=== Records for this task ===

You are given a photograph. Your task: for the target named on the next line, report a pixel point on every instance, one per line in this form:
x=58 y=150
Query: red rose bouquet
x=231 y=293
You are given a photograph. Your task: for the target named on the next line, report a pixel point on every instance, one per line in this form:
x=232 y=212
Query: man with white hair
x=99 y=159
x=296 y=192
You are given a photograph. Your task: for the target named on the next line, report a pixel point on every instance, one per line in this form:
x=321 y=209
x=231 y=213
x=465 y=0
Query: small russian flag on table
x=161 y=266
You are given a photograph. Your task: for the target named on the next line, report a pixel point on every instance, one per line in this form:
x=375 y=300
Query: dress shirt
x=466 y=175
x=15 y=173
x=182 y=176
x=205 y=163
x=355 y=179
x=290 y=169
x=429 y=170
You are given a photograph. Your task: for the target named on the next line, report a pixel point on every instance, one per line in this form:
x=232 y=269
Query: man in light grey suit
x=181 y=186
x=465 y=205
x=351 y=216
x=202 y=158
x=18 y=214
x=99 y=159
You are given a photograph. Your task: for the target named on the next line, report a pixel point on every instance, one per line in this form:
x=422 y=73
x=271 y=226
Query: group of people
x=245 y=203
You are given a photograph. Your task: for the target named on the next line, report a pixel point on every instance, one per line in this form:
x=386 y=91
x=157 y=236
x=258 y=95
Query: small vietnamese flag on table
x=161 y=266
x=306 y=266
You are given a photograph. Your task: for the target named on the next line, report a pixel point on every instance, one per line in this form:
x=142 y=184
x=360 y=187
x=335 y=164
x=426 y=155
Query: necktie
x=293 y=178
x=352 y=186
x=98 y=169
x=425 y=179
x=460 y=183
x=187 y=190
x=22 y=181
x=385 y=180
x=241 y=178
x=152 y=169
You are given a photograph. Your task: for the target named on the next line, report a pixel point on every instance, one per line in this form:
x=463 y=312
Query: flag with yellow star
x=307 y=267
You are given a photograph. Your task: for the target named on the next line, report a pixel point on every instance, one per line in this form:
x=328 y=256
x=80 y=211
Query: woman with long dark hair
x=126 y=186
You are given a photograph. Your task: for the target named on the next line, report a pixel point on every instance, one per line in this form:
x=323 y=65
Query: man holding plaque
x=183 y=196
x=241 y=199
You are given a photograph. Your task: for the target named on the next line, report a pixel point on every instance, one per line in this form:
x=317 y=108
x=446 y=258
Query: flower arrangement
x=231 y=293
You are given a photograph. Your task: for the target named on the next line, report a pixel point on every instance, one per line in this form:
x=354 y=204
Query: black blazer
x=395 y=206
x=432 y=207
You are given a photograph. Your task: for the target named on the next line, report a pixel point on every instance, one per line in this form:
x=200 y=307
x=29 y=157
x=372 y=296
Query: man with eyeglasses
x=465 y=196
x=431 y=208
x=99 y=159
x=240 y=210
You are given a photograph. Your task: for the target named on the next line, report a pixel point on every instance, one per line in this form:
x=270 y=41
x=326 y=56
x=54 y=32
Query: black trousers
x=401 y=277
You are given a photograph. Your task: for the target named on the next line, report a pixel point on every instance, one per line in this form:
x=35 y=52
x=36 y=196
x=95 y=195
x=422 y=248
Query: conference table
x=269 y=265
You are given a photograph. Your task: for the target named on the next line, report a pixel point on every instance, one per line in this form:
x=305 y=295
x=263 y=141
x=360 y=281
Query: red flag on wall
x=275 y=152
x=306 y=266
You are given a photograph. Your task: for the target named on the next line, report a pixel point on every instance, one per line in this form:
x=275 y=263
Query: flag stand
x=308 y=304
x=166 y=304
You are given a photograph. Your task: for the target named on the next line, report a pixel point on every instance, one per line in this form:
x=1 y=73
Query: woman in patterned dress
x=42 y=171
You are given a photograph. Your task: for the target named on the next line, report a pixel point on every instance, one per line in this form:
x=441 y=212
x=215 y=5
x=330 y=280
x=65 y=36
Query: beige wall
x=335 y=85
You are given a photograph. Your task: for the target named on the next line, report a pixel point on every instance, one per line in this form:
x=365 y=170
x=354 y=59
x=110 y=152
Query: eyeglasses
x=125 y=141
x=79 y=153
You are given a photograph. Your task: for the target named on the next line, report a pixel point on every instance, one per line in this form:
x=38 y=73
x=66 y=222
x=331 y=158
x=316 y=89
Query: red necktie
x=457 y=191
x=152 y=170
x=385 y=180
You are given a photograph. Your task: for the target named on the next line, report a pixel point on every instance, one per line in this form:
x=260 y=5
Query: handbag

=== What you need to do ===
Produce an exact copy of every entry above.

=== Your solution ===
You are given a photograph. Your task: for the target named on the next line, report a pixel point on every instance, one per line in this form:
x=58 y=150
Query: red rose bouquet
x=231 y=293
You are given a photograph. Your task: for the target named on the next line, report a pixel point on every instance, one per line in this form:
x=232 y=212
Query: man with white hair
x=99 y=159
x=296 y=192
You are given a photograph. Your task: for the target named on the next line, report a pixel point on every instance, one per line in this form:
x=321 y=209
x=231 y=213
x=465 y=0
Query: small russian flag on table
x=161 y=266
You are given a photograph. Your task: for the target named on the next line, report a pixel point on every instance, one per line in this form:
x=375 y=300
Query: dress shirt
x=466 y=175
x=15 y=173
x=182 y=176
x=205 y=163
x=355 y=179
x=290 y=169
x=429 y=170
You are given a photograph. Your task: for the target named on the next line, report a pixel point on every instance, one per line in this form:
x=232 y=269
Query: man in light grey suit
x=181 y=186
x=465 y=205
x=351 y=216
x=202 y=158
x=18 y=214
x=99 y=159
You are given a photograph. Your task: for the target named on the next line, report a pixel point on every instance, one per line in this form:
x=422 y=73
x=271 y=226
Query: group of people
x=245 y=203
You are given a photograph. Your task: for the target named on the next line, report a pixel point on every instance, one per line in this form:
x=386 y=91
x=157 y=236
x=258 y=95
Query: small vietnamese flag on table
x=161 y=266
x=306 y=266
You are given a photograph. Your task: for the target named on the next line, report a pixel point on every instance, one per line in this form:
x=142 y=184
x=360 y=187
x=335 y=164
x=426 y=155
Query: necktie
x=293 y=178
x=352 y=186
x=98 y=169
x=425 y=179
x=460 y=183
x=187 y=190
x=22 y=181
x=385 y=180
x=241 y=178
x=152 y=169
You are given a photograph. Your task: for the target named on the next line, report a pixel point on every instance, one per line in this form:
x=463 y=312
Query: flag with yellow star
x=307 y=267
You are given a photograph. Your task: for the target named on the next line, report a pixel point on every instance, one per line in this form:
x=328 y=256
x=80 y=211
Query: woman with long dark hair
x=126 y=186
You are given a photograph. Your task: for the target named on the next line, report a pixel point on every instance, one per line in this form:
x=323 y=65
Query: man holding plaque
x=183 y=196
x=241 y=199
You are given a photograph. Your task: for the target named on the next line, report a pixel point on every instance, one per line in this form:
x=317 y=108
x=446 y=258
Query: flower arrangement
x=231 y=293
You are given a photograph. Your task: for the target named on the next line, report a pixel point on every instance, one per line in this form:
x=354 y=204
Query: black blazer
x=395 y=206
x=432 y=207
You are given a photograph. Your task: for the target named on the next line, report a pixel point on every instance, one per line in this form:
x=200 y=307
x=29 y=157
x=372 y=296
Query: man with eyeglasses
x=465 y=196
x=431 y=208
x=99 y=159
x=240 y=210
You are given a photograph. Your task: for the target named on the next line, report a pixel point on every instance, one per line in this form:
x=270 y=41
x=326 y=56
x=54 y=32
Query: black trousers
x=401 y=277
You are given a photograph. Your task: for the target named on the next line, report a pixel point on every instance, one per line in this form:
x=35 y=52
x=36 y=196
x=95 y=195
x=422 y=248
Query: conference table
x=269 y=265
You are given a photograph. Your task: for the target named on the next line, report a pixel point on every instance, one per line in this form:
x=305 y=295
x=263 y=141
x=360 y=281
Query: red flag on wall
x=275 y=152
x=306 y=266
You are given a photograph. Your task: for the target named on the next line, report a pixel point on every instance, one per line in this form:
x=275 y=263
Query: flag stand
x=308 y=304
x=166 y=304
You are given a photograph. Your task: for the target named on the next line, report a pixel point on every instance, one per line in this form:
x=1 y=73
Query: woman in patterned dress
x=42 y=171
You are given a photograph. Your task: for the target named on the next line, report a pixel point on every instance, one per line in this form:
x=441 y=212
x=215 y=5
x=330 y=280
x=65 y=36
Query: beige wall
x=335 y=85
You are given a photograph. Your task: for the target named on the next line, report a pixel point on every instance, one per line in this form:
x=365 y=170
x=354 y=59
x=110 y=152
Query: eyeglasses
x=125 y=141
x=79 y=153
You are given a photograph. Your task: for the target named on the next line, report a pixel point on every instance, one per line in this form:
x=38 y=73
x=66 y=222
x=331 y=158
x=316 y=89
Query: red necktie
x=457 y=191
x=152 y=170
x=385 y=180
You are given a photograph. Your task: for the target named on the next line, report a pixel point on every instance, one per line in this form:
x=260 y=5
Query: handbag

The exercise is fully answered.